Kutipan Halaman:
┌──

Serangan terbesar yang dilakukan oleh Republik Turki dalam mencabut nilai-nilai Islam dari umatnya adalah dengan menerapkan sistem pendidikan sekuler. Penerapan ‘Undang-undang penyamarataan sistem pendidikan’ pada 3 Maret 1924, merupakan langkah penting dalam membentuk masyarakat Turki yang ‘modern’, dengan kata lain menyisipkan ide sekularisme dalam budaya Turki, dan disebut sebagai masa reformasi terbesar di Republik Turki. Undang-undang tersebut menyisipkan ide-ide sekularisme pada sistem pendidikan dan sekolah-sekolah, dan pada waktu yang sama juga menghapus sistem pendidikan yang berlandaskan pada sistem pendidikan (Islam) Turki Utsmani yang dikelola oleh Shaikh al-Islam seperti Madrasah-madrasah dan Maktab-maktab (sekolah Islami).
Undang-undang tersebut diikuti oleh undang-undang baru lainnya yang memuluskan jalannya sekularisme, modernisasi, atau yang ‘ngakunya’ bernama ‘pendidikan ilmiah’. Sistem pendidikan saat ini dibingkai dalam undang-undang Lembaga Pendidikan yang dikeluarkan pada tanggal 2 Maret 1926, yang bertujuan untuk menerapkan bentuk doktrin tertentu dalam kurikulum pendidikan dasar, menengah, dan pendidikan menegah ke atas, dan memperketat perijinan peresmian sekolah. Undang-undang tersebut juga menghapus kurikulum yang berlandaskan pembelajaran agama Islam seperti Tafsir, sejarah Tafsir, Hadis dan sejarah Hadis, sejarah Fiqh, serta sejarah ilmu Kalam (teologi Islam) dan mengadopsi prinsip pencampuran gender dalam sistem edukasinya. Perubahan undang-undang sejak 1925 sampai 1935 juga mengarahkan pada pergantian penggunaan kalender dari kalender Hijriah menjadi kalender Masehi, pergantian ke sistem jam-menit yang semula mengikuti waktu Adzan (untuk mengatur waktu belajar), pergantian penggunaan huruf latin yang semulanya menggunakan huruf hijaiyyah, dan pergantian sistem hari libur, yang semula Jumat menjadi berkiblat ke sistem hari libur Eropa yaitu Sabtu sore dan Minggu. Pasal 2 di dalam undang-undang Republik, menyatakan bahwa “Turki adalah negara Islam”. Pada 10 April 1928, pasal tersebut dihapus bersamaan dengan penghapusan huruf hijaiyyah dari seluruh aspek budaya dan bahasa di Turki lalu diganti dengan huruf Latin. Bangsa Turki kehilangan kemampuan untuk mengenali dan memahami budaya asal hanya dalam semalam.

└──

Tugas Wajib:
Tuliskan kembali bagian kutipan tentang pendidikan sekuler di Turki di atas, dari "Serangan terbesar yang" sampai "Maktab-maktab (sekolah Islami).", tanpa mengubah satu kata pun.

Data Tersimpan:
┌──

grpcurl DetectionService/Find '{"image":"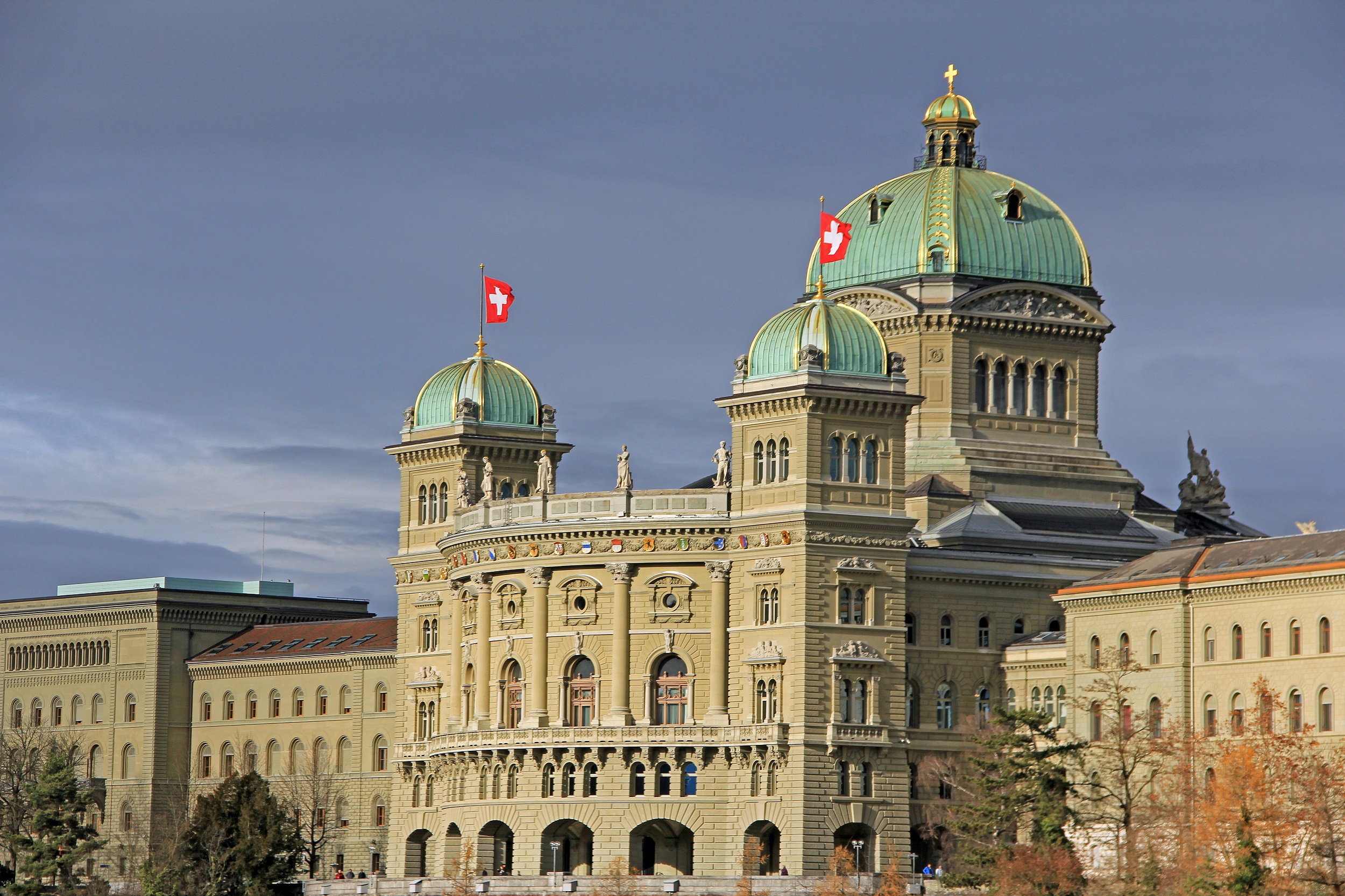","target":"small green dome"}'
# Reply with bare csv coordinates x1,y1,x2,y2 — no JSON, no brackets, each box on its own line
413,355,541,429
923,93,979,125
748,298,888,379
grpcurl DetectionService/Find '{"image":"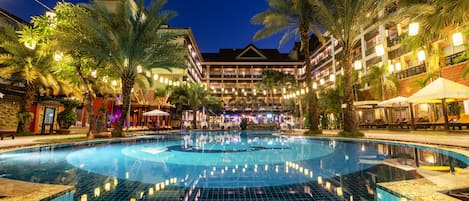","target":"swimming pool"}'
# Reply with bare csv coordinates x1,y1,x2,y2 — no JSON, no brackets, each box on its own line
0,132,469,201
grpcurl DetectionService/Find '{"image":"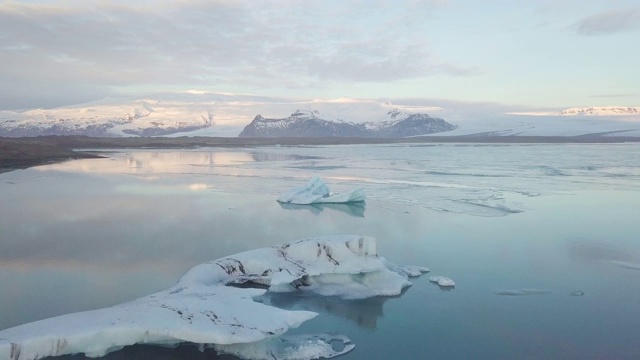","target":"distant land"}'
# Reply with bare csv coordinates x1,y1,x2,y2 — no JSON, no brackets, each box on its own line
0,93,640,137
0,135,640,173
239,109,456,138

└──

Soal Terjawab:
Serangan terbesar yang dilakukan oleh Republik Turki dalam mencabut nilai-nilai Islam dari umatnya adalah dengan menerapkan sistem pendidikan sekuler. Penerapan ‘Undang-undang penyamarataan sistem pendidikan’ pada 3 Maret 1924, merupakan langkah penting dalam membentuk masyarakat Turki yang ‘modern’, dengan kata lain menyisipkan ide sekularisme dalam budaya Turki, dan disebut sebagai masa reformasi terbesar di Republik Turki. Undang-undang tersebut menyisipkan ide-ide sekularisme pada sistem pendidikan dan sekolah-sekolah, dan pada waktu yang sama juga menghapus sistem pendidikan yang berlandaskan pada sistem pendidikan (Islam) Turki Utsmani yang dikelola oleh Shaikh al-Islam seperti Madrasah-madrasah dan Maktab-maktab (sekolah Islami).